- Task to complete -
Rewrite the data below with "sunlit leaf" swapped for "shaded leaf" everywhere it occurs, leaving every other character as it stands.

- Excerpted data -
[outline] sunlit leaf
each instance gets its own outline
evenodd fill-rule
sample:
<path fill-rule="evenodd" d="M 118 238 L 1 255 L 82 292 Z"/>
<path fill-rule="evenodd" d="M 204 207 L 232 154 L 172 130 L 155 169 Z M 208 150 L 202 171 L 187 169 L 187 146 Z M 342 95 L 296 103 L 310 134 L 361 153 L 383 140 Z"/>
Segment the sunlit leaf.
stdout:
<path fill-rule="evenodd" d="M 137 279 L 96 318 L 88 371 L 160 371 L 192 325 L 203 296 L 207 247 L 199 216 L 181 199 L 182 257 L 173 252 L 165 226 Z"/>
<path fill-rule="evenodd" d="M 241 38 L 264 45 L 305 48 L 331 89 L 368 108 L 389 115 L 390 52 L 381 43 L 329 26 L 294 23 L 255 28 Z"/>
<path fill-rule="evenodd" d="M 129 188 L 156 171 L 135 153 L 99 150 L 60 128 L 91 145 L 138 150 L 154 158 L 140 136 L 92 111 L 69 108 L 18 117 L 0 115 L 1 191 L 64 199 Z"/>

- Exercise response -
[outline] shaded leaf
each instance gets its own outline
evenodd fill-rule
sample:
<path fill-rule="evenodd" d="M 118 238 L 1 255 L 82 292 Z"/>
<path fill-rule="evenodd" d="M 204 207 L 232 154 L 172 130 L 155 169 Z M 208 150 L 202 171 L 187 169 L 187 146 Z M 342 95 L 296 103 L 310 134 L 361 153 L 383 140 Z"/>
Segment the shaded leaf.
stdout:
<path fill-rule="evenodd" d="M 137 279 L 96 318 L 88 371 L 160 371 L 192 325 L 203 296 L 207 247 L 199 216 L 181 199 L 182 257 L 173 252 L 165 226 Z"/>
<path fill-rule="evenodd" d="M 241 38 L 264 45 L 305 48 L 331 89 L 368 108 L 389 115 L 390 52 L 381 43 L 329 26 L 294 23 L 255 28 Z"/>
<path fill-rule="evenodd" d="M 129 188 L 156 171 L 135 153 L 99 150 L 60 128 L 91 145 L 138 150 L 154 158 L 140 136 L 92 111 L 69 108 L 18 117 L 0 115 L 1 191 L 64 199 Z"/>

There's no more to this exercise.